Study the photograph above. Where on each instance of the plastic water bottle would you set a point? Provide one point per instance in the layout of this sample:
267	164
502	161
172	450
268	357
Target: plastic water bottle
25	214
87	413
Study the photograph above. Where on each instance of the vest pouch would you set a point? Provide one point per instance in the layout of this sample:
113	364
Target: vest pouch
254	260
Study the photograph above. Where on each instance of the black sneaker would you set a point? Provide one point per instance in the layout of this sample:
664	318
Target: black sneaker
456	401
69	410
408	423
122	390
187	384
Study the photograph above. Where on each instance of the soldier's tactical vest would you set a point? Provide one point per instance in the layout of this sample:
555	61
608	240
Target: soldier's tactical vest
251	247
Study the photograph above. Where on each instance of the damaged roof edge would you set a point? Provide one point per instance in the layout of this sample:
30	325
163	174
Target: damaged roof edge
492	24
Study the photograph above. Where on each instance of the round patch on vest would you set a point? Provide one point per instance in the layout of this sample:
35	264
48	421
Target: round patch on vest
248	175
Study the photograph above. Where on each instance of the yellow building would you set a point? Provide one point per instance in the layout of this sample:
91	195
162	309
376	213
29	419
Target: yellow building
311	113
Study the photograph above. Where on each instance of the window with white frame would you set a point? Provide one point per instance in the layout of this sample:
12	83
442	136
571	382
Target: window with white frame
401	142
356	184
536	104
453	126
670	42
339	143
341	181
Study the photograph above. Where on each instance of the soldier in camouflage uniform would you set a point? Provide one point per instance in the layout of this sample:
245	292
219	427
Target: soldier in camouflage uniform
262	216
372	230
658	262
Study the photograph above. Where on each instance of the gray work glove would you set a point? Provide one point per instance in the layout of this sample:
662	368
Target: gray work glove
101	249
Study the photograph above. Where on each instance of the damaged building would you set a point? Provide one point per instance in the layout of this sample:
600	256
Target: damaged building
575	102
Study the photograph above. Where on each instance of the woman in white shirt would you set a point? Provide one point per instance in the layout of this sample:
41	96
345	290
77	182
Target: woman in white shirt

• _ASSIGNED TASK_
In the records, which lines use the word "woman"? Report them.

• _RESPONSE_
Study the photograph above. Where on each instance of the woman in white shirt would you set a point? Provide one point per instance in the layout of this sample:
Target: woman in white shirt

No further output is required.